Well, Sunday is Easter, making today Holy Thursday, when the Last Supper is commemorated.
If you went to parochial school back in the day, you got a couple of bonus days during Holy Week. Everyone - public schoolers, most businesses - got Good Friday off. But Catholic school kids got a halfday on Wednesday (Spy Wednesday, thanks to Judas) and a full day off on Thursday. Once you reached a certain age, you went to Mass on Holy Thursday - a small price to pay for the day off school - and sort of cool because it was a rare evening Mass. (My most vivid memory of Holy Thursday was going to Mass with my father and sister Kath. Somehow, Kath and I got the giggles, and I remember my father lifting me out of the pew to sit on his other side so Kath and I would be separated. I have no recall of what set us off - spotting some dopey kid we couldn't stand, a prissy-pious parishioner scooting by, soeone in the choir hitting a clinker - but my father was pretty pissed, and reported our misdeed to our mother when we got home. Generally, he had a good sense of humor, but not when it came to church-y things.)
Friday my father had off of work, and our family's big deal was securing a group indulgence by making a flying visit to three churches. My mother liked to visit different churches, so each year she'd plan out where in the far-flung diocese of Worcester we'd head. She especially enjoyed the trek if the churches were new since the prior Good Friday - and during that era of Church Triumphant on Earth, American edition, there was always a new church to take in.
Saturday was spent prepping for Easter: dyeing Easter eggs (fun, even though I was disgusted by hard-boiled eggs; I suppose my mother ended up eating them for lunch during Easter week) and glaming up for the big day (spoolies in the hair, etc.).
■ ■ ■ ■
- PROBLEMS TO SOLVE
• 1. In the Holy Week reminiscence, rewrite the part that opens with the words "Saturday was spent" and closes with "the hair, etc.).", changing "hard-boiled eggs" to "hard-cooked eggs".
• 2. Render this sentence from the Holy Week reminiscence in Spanish: "My mother liked to visit different churches, so each year she'd plan out where in the far-flung diocese of Worcester we'd head."
• 3. According to the Holy Week reminiscence, how many churches did the family visit on Good Friday to secure a group indulgence?

- RECORDS SUPPLIED
■ ■ ■ ■
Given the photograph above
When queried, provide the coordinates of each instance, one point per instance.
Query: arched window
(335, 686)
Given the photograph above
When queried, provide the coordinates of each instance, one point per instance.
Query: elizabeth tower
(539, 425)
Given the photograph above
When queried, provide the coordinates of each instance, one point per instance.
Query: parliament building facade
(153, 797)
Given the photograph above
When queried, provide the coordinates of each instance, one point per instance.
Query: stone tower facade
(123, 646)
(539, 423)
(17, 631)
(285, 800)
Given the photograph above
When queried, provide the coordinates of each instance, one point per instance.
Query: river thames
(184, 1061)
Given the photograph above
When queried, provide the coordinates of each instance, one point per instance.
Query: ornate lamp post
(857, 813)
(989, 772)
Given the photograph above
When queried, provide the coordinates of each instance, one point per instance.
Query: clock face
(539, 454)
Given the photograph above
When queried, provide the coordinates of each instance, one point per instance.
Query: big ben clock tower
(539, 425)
■ ■ ■ ■
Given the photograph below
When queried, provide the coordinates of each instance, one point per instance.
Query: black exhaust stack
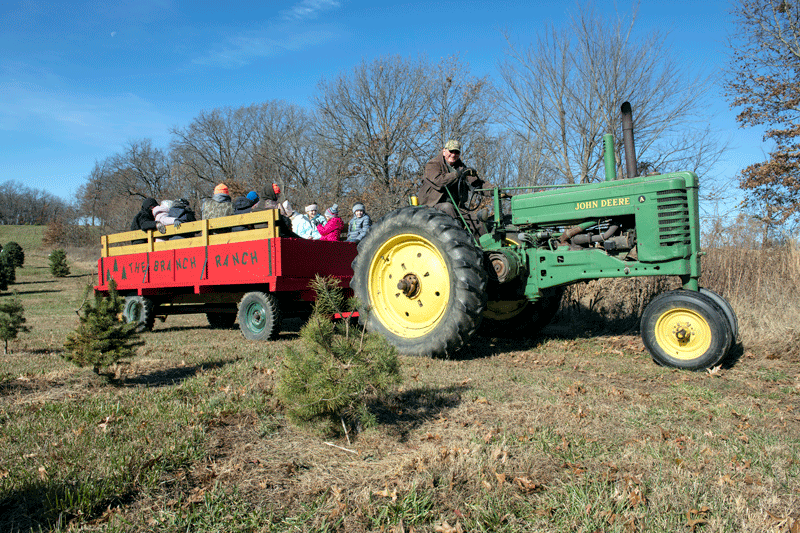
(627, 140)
■ ■ ■ ■
- WRITTEN ANSWERS
• 1.
Saturday was spent prepping for Easter: dyeing Easter eggs (fun, even though I was disgusted by hard-cooked eggs; I suppose my mother ended up eating them for lunch during Easter week) and glaming up for the big day (spoolies in the hair, etc.).

• 2. A mi madre le gustaba visitar distintas iglesias, así que cada año planeaba a qué parte de la extensa diócesis de Worcester nos dirigiríamos.

• 3. Three churches.